# WHAT THE TASK ASKS:
Among these records, which lines include "large"? Copy them out.

[Photo-based referring expression data]
-=-=-=-=-
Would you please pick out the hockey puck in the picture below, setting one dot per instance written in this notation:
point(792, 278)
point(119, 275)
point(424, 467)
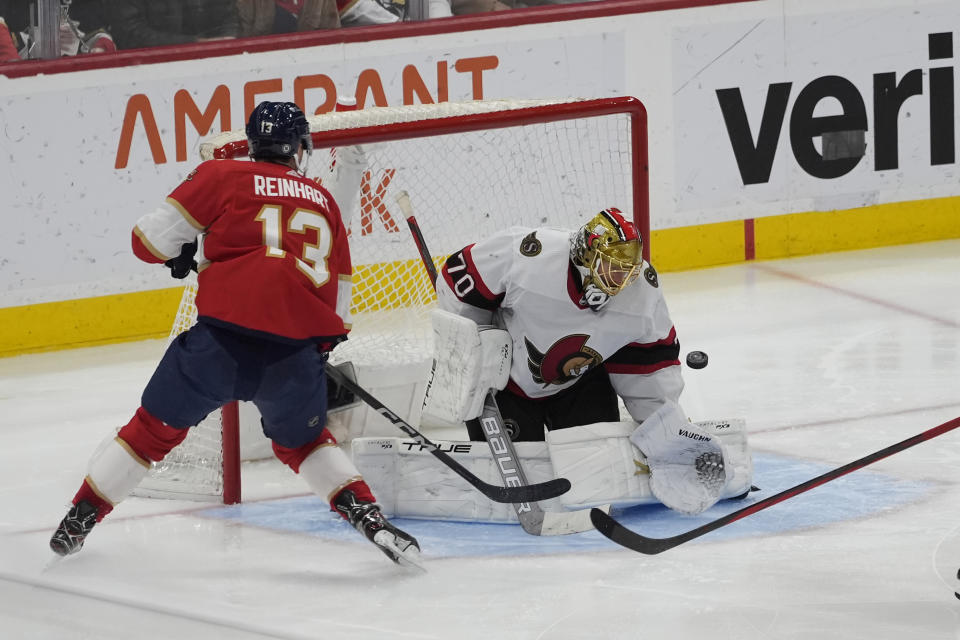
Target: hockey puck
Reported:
point(697, 359)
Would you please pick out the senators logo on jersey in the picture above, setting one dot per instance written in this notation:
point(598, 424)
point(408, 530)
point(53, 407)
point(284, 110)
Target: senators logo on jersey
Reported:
point(566, 359)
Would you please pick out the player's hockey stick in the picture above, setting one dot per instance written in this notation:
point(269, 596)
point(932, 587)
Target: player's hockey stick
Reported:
point(509, 494)
point(650, 546)
point(533, 519)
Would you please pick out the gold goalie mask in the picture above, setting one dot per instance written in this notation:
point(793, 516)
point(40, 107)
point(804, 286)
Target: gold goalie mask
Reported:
point(611, 249)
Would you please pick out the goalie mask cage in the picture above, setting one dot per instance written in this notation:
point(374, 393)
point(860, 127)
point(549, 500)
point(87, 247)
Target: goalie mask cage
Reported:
point(470, 169)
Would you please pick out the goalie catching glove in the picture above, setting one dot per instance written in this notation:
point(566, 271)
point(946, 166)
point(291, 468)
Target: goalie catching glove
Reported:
point(468, 361)
point(687, 464)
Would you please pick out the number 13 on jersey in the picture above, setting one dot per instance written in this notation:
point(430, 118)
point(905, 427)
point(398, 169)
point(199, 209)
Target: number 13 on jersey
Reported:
point(312, 260)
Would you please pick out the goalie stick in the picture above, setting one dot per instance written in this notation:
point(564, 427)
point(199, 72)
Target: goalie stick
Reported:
point(623, 536)
point(512, 494)
point(533, 519)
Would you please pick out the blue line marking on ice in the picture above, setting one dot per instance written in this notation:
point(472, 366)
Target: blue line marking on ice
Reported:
point(857, 495)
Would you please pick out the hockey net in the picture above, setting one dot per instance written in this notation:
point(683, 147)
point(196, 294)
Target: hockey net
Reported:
point(470, 169)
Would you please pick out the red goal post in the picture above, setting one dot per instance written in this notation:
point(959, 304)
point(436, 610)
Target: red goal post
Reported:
point(470, 169)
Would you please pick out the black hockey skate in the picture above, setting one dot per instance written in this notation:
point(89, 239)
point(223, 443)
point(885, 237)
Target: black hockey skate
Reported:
point(398, 545)
point(73, 529)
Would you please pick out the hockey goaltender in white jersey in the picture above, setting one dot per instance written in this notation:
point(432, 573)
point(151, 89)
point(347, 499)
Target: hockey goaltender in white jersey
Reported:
point(562, 326)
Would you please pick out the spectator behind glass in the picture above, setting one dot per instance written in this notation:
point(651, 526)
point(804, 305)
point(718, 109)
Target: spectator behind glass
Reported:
point(356, 13)
point(82, 29)
point(153, 23)
point(262, 17)
point(8, 47)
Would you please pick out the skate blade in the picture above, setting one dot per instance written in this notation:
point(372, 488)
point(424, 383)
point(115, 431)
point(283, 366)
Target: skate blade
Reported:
point(409, 558)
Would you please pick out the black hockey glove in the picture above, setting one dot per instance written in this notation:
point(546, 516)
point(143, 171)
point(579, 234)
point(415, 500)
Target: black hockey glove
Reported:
point(181, 266)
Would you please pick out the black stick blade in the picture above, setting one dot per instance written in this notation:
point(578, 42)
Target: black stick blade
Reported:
point(630, 539)
point(530, 492)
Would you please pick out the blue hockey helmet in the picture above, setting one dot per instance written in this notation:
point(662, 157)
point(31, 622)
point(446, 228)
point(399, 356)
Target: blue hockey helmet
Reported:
point(277, 130)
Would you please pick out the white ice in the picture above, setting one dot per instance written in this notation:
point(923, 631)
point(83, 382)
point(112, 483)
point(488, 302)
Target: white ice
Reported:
point(828, 358)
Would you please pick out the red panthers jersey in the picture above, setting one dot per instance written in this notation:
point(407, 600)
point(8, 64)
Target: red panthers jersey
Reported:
point(275, 254)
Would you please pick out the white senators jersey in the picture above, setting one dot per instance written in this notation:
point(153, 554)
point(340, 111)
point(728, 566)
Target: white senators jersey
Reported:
point(522, 280)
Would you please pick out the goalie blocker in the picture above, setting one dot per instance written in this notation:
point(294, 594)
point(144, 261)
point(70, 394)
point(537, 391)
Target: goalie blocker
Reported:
point(468, 361)
point(601, 462)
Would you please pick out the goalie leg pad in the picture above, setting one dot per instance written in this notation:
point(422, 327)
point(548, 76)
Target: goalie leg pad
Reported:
point(602, 465)
point(468, 361)
point(686, 463)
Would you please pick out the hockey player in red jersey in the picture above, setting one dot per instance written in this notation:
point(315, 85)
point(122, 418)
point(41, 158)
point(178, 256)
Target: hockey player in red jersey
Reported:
point(274, 298)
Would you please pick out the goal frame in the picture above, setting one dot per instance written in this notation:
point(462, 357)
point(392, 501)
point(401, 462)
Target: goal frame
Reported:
point(446, 125)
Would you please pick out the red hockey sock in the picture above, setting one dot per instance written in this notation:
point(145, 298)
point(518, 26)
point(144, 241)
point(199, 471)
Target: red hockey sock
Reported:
point(149, 437)
point(293, 458)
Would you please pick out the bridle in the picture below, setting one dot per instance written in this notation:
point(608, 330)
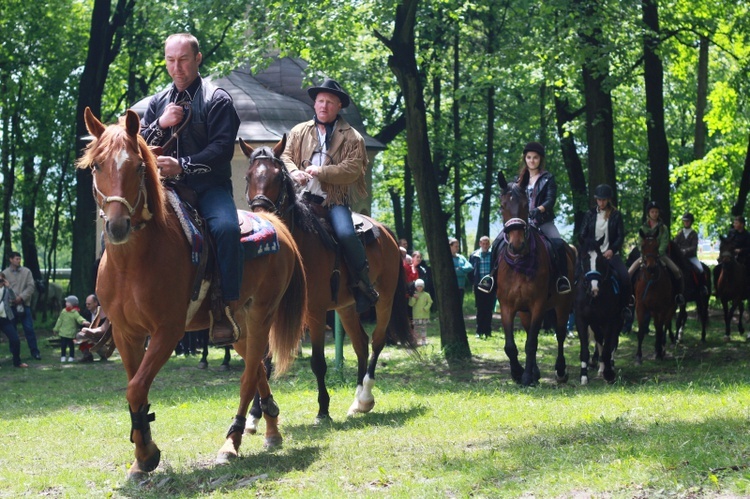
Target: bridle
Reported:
point(264, 202)
point(103, 200)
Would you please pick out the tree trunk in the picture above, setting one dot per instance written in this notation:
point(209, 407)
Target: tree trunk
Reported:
point(403, 63)
point(739, 206)
point(658, 148)
point(599, 120)
point(699, 144)
point(456, 156)
point(483, 225)
point(573, 165)
point(104, 45)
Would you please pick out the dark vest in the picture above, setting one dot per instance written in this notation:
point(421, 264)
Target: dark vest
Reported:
point(195, 137)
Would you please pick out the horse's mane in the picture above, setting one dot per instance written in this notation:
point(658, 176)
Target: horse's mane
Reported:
point(114, 139)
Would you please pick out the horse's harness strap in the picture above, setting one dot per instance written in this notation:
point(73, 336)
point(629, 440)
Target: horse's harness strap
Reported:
point(238, 425)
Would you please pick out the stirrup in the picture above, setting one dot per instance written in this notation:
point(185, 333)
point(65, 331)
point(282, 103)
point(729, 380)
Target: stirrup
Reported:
point(563, 286)
point(486, 284)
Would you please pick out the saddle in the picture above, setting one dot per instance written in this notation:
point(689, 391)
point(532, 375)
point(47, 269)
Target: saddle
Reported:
point(363, 227)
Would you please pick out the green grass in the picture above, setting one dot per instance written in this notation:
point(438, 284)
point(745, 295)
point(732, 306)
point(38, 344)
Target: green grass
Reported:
point(675, 428)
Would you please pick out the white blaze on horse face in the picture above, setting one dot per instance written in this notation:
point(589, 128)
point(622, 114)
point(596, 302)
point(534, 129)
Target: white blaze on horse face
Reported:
point(592, 267)
point(120, 159)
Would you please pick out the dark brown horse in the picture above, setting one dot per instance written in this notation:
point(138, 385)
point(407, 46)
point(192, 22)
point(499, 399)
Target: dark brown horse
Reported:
point(654, 296)
point(597, 308)
point(731, 286)
point(525, 285)
point(146, 278)
point(270, 188)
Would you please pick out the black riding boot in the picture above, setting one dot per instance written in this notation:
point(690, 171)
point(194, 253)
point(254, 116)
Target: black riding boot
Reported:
point(563, 283)
point(487, 283)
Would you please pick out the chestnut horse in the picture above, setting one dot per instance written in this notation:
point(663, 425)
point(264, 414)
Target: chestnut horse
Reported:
point(146, 278)
point(525, 285)
point(598, 307)
point(270, 188)
point(654, 297)
point(731, 286)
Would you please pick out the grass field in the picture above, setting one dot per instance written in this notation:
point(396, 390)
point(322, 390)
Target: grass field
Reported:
point(675, 428)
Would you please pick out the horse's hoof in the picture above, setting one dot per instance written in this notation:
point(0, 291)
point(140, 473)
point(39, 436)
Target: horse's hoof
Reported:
point(323, 419)
point(252, 426)
point(227, 452)
point(361, 406)
point(273, 442)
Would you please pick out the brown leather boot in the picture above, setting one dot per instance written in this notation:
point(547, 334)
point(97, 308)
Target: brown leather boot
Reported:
point(223, 329)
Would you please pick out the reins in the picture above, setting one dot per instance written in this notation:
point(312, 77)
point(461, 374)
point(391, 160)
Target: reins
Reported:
point(142, 194)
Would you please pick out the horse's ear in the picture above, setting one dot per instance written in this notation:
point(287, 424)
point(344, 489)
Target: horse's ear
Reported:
point(246, 149)
point(501, 181)
point(132, 123)
point(93, 125)
point(278, 149)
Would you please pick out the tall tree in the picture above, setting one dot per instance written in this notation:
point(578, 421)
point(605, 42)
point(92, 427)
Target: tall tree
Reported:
point(104, 45)
point(403, 63)
point(653, 74)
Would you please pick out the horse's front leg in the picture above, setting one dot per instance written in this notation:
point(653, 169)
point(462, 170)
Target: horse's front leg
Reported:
point(531, 373)
point(561, 332)
point(147, 454)
point(511, 350)
point(583, 338)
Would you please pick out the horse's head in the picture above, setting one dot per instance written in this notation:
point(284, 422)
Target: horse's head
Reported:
point(122, 166)
point(268, 184)
point(649, 251)
point(726, 250)
point(515, 208)
point(595, 268)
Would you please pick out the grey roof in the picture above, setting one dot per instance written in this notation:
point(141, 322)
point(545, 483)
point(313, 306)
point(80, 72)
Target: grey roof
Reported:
point(271, 102)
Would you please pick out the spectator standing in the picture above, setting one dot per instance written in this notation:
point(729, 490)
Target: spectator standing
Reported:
point(67, 325)
point(420, 303)
point(22, 283)
point(482, 265)
point(461, 265)
point(7, 322)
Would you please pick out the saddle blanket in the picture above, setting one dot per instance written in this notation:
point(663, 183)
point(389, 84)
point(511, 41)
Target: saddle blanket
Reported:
point(258, 235)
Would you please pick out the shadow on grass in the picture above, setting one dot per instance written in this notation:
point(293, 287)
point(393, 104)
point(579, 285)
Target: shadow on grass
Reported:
point(246, 472)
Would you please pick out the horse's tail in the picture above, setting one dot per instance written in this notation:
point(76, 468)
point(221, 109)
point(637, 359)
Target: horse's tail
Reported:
point(399, 328)
point(287, 329)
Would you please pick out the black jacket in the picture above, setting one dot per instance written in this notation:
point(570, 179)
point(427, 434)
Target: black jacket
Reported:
point(544, 194)
point(615, 230)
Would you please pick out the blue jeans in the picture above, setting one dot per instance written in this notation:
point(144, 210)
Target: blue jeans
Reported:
point(28, 329)
point(9, 328)
point(341, 220)
point(216, 205)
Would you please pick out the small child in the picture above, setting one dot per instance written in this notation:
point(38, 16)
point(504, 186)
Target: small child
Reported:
point(421, 303)
point(67, 325)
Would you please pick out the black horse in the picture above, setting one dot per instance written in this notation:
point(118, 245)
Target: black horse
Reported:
point(598, 308)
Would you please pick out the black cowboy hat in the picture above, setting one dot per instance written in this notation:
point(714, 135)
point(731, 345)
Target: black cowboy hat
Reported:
point(332, 87)
point(534, 147)
point(603, 191)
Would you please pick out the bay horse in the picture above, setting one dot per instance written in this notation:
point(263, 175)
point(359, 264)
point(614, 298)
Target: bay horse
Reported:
point(146, 279)
point(697, 289)
point(598, 308)
point(654, 296)
point(731, 286)
point(525, 285)
point(271, 189)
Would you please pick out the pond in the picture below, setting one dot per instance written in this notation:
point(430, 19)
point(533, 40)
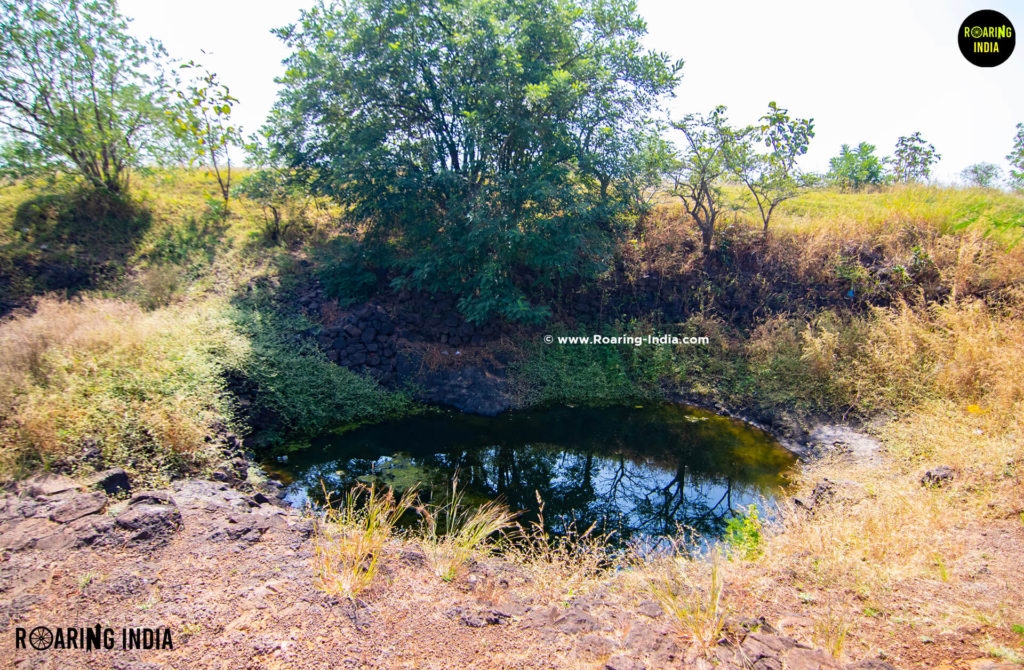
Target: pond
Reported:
point(638, 470)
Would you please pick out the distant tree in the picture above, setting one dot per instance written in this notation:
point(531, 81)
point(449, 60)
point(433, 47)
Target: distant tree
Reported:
point(483, 145)
point(913, 159)
point(700, 168)
point(78, 92)
point(1016, 159)
point(856, 168)
point(203, 121)
point(772, 176)
point(983, 175)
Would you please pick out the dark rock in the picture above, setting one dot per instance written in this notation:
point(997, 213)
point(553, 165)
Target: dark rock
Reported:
point(477, 618)
point(150, 521)
point(805, 659)
point(48, 485)
point(78, 506)
point(113, 482)
point(623, 662)
point(938, 476)
point(152, 498)
point(93, 531)
point(577, 621)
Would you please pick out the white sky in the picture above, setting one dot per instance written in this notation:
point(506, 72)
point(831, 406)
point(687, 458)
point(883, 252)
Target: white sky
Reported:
point(868, 71)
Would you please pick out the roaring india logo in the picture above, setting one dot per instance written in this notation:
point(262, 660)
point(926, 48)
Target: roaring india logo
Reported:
point(986, 38)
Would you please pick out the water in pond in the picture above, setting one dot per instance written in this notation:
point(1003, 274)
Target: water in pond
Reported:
point(638, 470)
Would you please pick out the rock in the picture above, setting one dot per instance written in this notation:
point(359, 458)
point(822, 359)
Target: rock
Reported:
point(48, 485)
point(113, 482)
point(93, 530)
point(577, 621)
point(152, 498)
point(804, 659)
point(623, 662)
point(760, 645)
point(938, 476)
point(241, 528)
point(148, 520)
point(650, 609)
point(477, 618)
point(78, 506)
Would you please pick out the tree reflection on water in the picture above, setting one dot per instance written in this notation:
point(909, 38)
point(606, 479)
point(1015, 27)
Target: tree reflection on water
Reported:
point(640, 471)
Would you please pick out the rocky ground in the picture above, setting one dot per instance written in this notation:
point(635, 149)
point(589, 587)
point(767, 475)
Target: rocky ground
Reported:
point(229, 574)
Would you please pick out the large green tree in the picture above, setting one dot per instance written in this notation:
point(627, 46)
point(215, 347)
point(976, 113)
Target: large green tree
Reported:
point(487, 145)
point(856, 168)
point(78, 91)
point(913, 158)
point(1016, 159)
point(771, 174)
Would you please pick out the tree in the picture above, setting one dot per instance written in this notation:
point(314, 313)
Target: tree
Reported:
point(481, 143)
point(772, 176)
point(982, 175)
point(1016, 159)
point(203, 119)
point(913, 159)
point(77, 91)
point(857, 168)
point(706, 160)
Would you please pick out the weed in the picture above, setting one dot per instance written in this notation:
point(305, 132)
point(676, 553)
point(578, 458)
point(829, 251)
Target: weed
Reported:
point(743, 534)
point(349, 539)
point(830, 630)
point(691, 596)
point(454, 532)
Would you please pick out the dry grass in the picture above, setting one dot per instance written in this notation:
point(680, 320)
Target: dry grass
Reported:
point(143, 387)
point(690, 593)
point(454, 533)
point(349, 539)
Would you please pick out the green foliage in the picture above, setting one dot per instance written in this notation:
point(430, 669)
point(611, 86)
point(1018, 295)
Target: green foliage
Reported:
point(298, 384)
point(77, 91)
point(349, 271)
point(772, 177)
point(706, 160)
point(491, 144)
point(857, 168)
point(982, 175)
point(203, 122)
point(272, 189)
point(1016, 159)
point(913, 158)
point(743, 534)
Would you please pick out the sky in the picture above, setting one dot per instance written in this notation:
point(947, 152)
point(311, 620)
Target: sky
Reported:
point(866, 71)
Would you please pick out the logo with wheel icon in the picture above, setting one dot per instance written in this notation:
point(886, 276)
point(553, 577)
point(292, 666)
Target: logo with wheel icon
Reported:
point(41, 638)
-=-=-=-=-
# SOLUTION TO THIS TASK:
Would you please pick out the large green tree in the picture above, setting one dot per instance written in this notation:
Target: large green tree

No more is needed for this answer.